> What the exercise asks:
From the line containing "Return one point per instance of the pediment" down to the final line of the entries below, restate each line word for word and add nothing.

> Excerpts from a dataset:

- - -

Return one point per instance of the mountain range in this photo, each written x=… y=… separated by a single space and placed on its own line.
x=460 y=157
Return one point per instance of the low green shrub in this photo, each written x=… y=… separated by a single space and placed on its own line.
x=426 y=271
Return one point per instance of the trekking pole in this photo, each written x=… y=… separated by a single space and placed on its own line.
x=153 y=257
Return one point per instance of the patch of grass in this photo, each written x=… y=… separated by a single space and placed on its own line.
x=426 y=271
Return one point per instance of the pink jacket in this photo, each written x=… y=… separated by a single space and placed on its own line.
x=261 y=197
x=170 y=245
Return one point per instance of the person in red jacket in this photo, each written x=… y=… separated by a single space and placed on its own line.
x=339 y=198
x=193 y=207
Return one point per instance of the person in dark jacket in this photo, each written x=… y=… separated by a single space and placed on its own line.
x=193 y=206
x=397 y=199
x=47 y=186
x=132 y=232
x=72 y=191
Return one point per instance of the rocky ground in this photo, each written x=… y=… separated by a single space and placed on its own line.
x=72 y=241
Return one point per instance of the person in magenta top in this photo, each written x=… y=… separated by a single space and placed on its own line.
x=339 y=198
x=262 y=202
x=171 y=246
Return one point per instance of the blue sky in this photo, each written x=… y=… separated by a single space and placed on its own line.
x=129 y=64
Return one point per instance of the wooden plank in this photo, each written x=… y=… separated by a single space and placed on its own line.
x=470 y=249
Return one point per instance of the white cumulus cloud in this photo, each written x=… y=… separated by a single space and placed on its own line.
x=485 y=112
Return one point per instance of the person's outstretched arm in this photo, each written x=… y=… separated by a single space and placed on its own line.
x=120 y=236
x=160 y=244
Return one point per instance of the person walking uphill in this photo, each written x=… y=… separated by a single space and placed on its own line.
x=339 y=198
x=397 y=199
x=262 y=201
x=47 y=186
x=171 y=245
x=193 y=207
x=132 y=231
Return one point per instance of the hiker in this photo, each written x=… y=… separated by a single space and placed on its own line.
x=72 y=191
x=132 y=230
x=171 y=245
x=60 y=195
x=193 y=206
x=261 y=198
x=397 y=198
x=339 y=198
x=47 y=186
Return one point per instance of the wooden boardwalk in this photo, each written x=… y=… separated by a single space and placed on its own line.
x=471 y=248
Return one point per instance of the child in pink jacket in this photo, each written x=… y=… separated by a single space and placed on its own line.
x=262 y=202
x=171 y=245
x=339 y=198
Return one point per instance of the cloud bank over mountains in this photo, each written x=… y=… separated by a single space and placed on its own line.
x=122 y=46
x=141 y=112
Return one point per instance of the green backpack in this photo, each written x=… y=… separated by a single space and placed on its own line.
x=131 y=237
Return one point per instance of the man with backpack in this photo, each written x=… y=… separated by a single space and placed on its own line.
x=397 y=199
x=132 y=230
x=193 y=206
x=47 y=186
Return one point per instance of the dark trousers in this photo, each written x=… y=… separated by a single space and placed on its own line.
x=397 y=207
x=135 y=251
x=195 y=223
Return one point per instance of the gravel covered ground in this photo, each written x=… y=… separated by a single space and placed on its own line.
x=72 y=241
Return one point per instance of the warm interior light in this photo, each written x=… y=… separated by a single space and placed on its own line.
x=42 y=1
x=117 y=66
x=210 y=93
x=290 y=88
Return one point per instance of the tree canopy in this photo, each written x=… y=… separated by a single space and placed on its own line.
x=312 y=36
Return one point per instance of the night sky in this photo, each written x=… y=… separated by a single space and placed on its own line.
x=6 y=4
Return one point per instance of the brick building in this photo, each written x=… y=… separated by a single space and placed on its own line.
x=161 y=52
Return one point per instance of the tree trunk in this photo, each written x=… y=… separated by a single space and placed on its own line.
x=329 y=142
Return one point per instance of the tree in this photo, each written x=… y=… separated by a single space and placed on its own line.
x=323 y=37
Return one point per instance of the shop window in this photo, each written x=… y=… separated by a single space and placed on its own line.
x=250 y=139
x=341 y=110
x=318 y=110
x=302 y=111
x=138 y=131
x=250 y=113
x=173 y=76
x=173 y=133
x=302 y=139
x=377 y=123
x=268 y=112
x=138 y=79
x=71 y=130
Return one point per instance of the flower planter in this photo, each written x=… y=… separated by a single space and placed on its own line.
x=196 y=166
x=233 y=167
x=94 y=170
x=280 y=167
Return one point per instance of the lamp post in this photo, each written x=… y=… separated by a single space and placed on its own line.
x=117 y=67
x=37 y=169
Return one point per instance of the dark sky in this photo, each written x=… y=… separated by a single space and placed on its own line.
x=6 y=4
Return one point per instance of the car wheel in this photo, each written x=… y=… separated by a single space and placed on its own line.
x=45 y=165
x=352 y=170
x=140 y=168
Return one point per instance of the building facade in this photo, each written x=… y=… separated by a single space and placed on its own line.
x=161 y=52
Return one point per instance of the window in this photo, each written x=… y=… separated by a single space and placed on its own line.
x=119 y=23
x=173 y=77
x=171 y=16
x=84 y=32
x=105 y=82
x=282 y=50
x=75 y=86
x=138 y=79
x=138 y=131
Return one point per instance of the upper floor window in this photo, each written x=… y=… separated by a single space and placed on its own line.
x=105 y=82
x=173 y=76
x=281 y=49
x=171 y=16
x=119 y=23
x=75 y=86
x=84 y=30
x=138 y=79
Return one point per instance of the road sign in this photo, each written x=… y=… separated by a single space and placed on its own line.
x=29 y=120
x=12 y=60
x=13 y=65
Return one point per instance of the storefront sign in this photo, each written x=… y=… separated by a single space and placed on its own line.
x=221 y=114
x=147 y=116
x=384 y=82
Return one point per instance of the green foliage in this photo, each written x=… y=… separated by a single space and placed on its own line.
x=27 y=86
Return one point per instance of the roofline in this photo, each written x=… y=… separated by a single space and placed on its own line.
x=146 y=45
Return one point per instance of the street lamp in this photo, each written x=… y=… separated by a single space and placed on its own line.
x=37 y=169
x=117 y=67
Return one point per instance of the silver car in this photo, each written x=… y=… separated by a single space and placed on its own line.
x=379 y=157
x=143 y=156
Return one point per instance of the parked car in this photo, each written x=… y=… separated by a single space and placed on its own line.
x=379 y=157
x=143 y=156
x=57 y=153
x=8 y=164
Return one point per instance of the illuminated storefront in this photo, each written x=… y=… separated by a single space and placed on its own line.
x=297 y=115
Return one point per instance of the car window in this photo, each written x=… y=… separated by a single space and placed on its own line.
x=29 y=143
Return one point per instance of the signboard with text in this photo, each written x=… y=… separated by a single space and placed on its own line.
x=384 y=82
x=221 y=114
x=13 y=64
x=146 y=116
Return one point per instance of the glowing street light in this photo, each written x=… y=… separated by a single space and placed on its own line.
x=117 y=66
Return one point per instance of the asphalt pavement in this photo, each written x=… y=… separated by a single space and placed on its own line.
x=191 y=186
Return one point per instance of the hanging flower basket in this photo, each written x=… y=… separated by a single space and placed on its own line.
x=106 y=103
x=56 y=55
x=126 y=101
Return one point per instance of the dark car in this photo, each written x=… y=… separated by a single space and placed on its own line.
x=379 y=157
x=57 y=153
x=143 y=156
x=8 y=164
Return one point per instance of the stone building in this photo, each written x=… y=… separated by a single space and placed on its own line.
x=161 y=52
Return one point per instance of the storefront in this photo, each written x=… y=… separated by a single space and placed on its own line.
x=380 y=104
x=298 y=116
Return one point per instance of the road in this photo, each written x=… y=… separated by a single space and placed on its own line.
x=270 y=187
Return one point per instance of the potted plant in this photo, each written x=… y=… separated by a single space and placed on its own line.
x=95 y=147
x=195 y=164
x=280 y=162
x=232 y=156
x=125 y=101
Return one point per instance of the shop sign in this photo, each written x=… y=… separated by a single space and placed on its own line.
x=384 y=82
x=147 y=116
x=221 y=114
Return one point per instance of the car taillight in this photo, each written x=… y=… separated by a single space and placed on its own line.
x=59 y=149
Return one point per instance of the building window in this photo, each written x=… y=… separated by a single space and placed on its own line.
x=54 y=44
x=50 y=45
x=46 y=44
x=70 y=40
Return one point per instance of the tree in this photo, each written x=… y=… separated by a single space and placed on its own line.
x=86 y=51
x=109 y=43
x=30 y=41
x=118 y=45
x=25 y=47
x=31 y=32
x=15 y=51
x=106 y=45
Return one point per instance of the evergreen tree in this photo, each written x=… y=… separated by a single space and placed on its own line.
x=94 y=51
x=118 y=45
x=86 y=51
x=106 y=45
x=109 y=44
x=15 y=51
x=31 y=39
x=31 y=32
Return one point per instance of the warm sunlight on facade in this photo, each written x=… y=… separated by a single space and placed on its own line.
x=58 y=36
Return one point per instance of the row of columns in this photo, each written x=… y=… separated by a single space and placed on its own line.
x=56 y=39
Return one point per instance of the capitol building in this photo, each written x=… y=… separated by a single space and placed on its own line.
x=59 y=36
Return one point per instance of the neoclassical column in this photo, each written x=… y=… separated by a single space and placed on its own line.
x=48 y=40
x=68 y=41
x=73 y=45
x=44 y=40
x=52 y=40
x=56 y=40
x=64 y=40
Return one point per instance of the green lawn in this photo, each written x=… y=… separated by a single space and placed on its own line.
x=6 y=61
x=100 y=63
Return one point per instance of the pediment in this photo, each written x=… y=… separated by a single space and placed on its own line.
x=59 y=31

- - -

> Written solution:
Return one point per instance of the pediment in this photo, each written x=… y=… separated by a single space and placed on its own line.
x=59 y=31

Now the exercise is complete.